> [Document source]:

Il y a 52 ans, Apollo 8 a été le premier vol habité vers la lune. C’était pour la première fois que les gens voyaient leur planète en entier: une petite boule fragile qui s’élève à l’horizon de la surface lunaire. L’astronaute William Anders l’a décrit ainsi: «Nous y sommes allés pour découvrir la lune. Mais en réalité, nous avons découvert la Terre.»

De quelle manière ?
Elle nous ramène à nos bases: celle de l’enfant qui s’émerveille en essayant de se faire une image du monde.

Comment justifiez-vous des projets qui ne procurent pas de bénéfice direct mais qui satisfont principalement cette curiosité?
Chaque fois qu’une mission spatiale est mentionnée, vous entendez des critiques: «Trop cher, trop peu de bénéfices!» L’argent serait mieux investi dans la lutte contre la pauvreté. Mais: il n’est pas possible d’éliminer la pauvreté sans les expéditions dans l’espace. Renoncer au progrès n’a jamais fait progresser l’humanité. Cependant, la recherche prend du temps, les résultats ne peuvent être planifiés et la manière de les appliquer est incertaine. 

Celui qui est engagé dans le domaine spatial contribue fortement à la résolution de problèmes urgents, tels que l’environnement et le climat.

Mais, comment financer tout ça?
La recherche dans l’espace n’est pas plus coûteuse que des projets de taille comparable sur Terre. L’idée que le fait d’explorer l’espace
est plus coûteux est un vestige du passé. Aujourd’hui, le transport aller et retour d’un kilo de charge utile vers la station spatiale ISS ne coûte guère plus de 5000 USD. Ce qui rend l’exploration de l’espace si coûteuse sont la production unique et en petits lots ainsi
que la bureaucratie. Le fait que la NASA ait ouvert la partie américaine de la station ISS à l’exploitation commerciale représente un
pas en avant. Nous avons des projets soutenus par des programmes étatiques et entretenons des partenariats public-privé dans le cadre de projets commerciaux avec l’industrie spatiale. Finalement, nous finançons le programme suisse de vol parabolique. Dans ce contexte,
plusieurs hautes écoles et entreprises ont déjà effectué 30 expériences – sans l’argent des contribuables mais grâce à l’argent des personnes privées qui ont participé au vol.

Vous êtes à la tête du pôle spatial de l’UZH. Quelles sont les exigences demandées aux étudiants ?
Le travail au sein de grandes équipes interdisciplinaires et internationales fait partie du quotidien. Chaque mission de vol correspond à une importante mission de recherche qui nécessite une longue préparation minutieuse. Il n’y a pas de place pour le hasard et la chance; la fiabilité et la sécurité sont la clé du succès. Outre une excellente formation et des compétences de base exceptionnelles, vous devez également faire preuve d’un esprit d’équipe prononcé, être capable de travailler sous pression et être ouvert à la critique. De plus, il est important de mettre ses ambitions personnelles au second plan au bénéfice de l’objectif commun. 

En quoi le domaine spatial est-il intéressant pour la relève ?

> [Mise en pratique]:
**1)** D’après l’entretien sur la recherche spatiale, combien coûte aujourd’hui le transport aller et retour d’un kilo de charge utile vers la station spatiale ISS ?
**2)** Dans l’entretien sur la recherche spatiale, relevez toutes les qualités attendues des étudiants qu’énumère la phrase commençant par « Outre une excellente formation ».
**3)** Mettez à jour le passage de l’entretien sur la recherche spatiale allant de « Elle nous ramène » à « appliquer est incertaine. », en remplaçant partout « pauvreté » par « misère ».

> [Entrées fournies]:

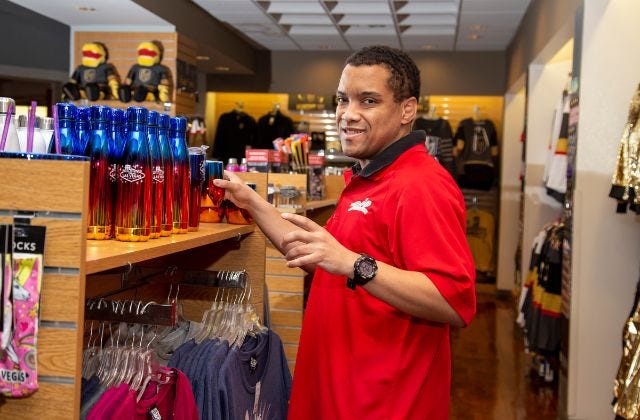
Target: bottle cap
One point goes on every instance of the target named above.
(66, 111)
(83, 114)
(100, 113)
(4, 105)
(153, 118)
(137, 114)
(117, 116)
(178, 124)
(163, 121)
(46, 123)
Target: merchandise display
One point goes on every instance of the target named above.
(626, 177)
(133, 209)
(100, 217)
(95, 78)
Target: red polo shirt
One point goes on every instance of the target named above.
(360, 358)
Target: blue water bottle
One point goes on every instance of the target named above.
(181, 174)
(83, 129)
(69, 144)
(167, 161)
(99, 218)
(133, 207)
(157, 173)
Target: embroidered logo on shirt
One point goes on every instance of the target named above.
(360, 205)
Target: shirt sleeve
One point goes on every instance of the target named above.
(428, 236)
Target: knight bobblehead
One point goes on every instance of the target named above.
(95, 78)
(147, 80)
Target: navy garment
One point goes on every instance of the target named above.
(259, 366)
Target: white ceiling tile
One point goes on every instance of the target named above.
(314, 30)
(371, 30)
(361, 7)
(423, 19)
(309, 19)
(295, 7)
(366, 20)
(426, 8)
(430, 30)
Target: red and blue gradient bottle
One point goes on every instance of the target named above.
(100, 200)
(167, 161)
(181, 174)
(157, 174)
(116, 148)
(69, 145)
(133, 207)
(83, 128)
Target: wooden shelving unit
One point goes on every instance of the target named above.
(55, 194)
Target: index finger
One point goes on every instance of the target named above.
(302, 222)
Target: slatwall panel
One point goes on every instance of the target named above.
(59, 344)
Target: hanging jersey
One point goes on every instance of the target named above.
(555, 176)
(478, 143)
(480, 236)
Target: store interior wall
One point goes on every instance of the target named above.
(606, 245)
(544, 20)
(510, 171)
(34, 46)
(442, 73)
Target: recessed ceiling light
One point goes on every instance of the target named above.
(478, 28)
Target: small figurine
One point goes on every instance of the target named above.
(148, 80)
(94, 79)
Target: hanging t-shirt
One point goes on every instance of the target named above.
(555, 170)
(254, 381)
(439, 133)
(481, 238)
(476, 163)
(235, 131)
(270, 127)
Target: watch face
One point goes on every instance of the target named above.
(367, 268)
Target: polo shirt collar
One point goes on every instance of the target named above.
(390, 154)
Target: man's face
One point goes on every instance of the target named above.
(368, 118)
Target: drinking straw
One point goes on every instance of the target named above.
(31, 127)
(56, 129)
(5, 130)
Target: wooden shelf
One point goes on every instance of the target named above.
(104, 255)
(318, 204)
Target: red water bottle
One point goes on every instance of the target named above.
(133, 209)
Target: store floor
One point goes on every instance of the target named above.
(491, 372)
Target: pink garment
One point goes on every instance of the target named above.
(173, 401)
(109, 402)
(18, 362)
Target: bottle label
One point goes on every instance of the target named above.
(130, 174)
(158, 174)
(113, 172)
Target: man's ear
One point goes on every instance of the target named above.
(409, 110)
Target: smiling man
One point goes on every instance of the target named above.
(392, 269)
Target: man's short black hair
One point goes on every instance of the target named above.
(405, 76)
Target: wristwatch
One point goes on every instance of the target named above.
(364, 270)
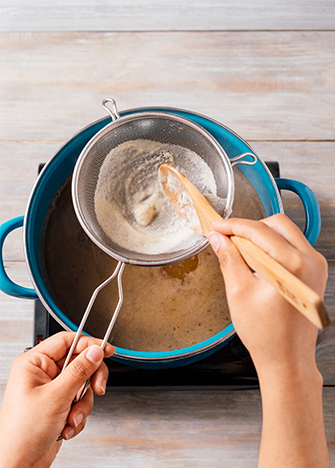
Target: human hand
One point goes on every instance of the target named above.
(38, 402)
(274, 332)
(280, 339)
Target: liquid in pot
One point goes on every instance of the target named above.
(164, 308)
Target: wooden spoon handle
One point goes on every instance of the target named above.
(297, 293)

> [Réponses dans l’ordre]:
**1)** Guère plus de 5000 USD.

**2)**
- Une excellente formation
- Des compétences de base exceptionnelles
- Un esprit d’équipe prononcé
- La capacité de travailler sous pression
- L’ouverture à la critique

**3)**
Elle nous ramène à nos bases: celle de l’enfant qui s’émerveille en essayant de se faire une image du monde.

Comment justifiez-vous des projets qui ne procurent pas de bénéfice direct mais qui satisfont principalement cette curiosité?
Chaque fois qu’une mission spatiale est mentionnée, vous entendez des critiques: «Trop cher, trop peu de bénéfices!» L’argent serait mieux investi dans la lutte contre la misère. Mais: il n’est pas possible d’éliminer la misère sans les expéditions dans l’espace. Renoncer au progrès n’a jamais fait progresser l’humanité. Cependant, la recherche prend du temps, les résultats ne peuvent être planifiés et la manière de les appliquer est incertaine.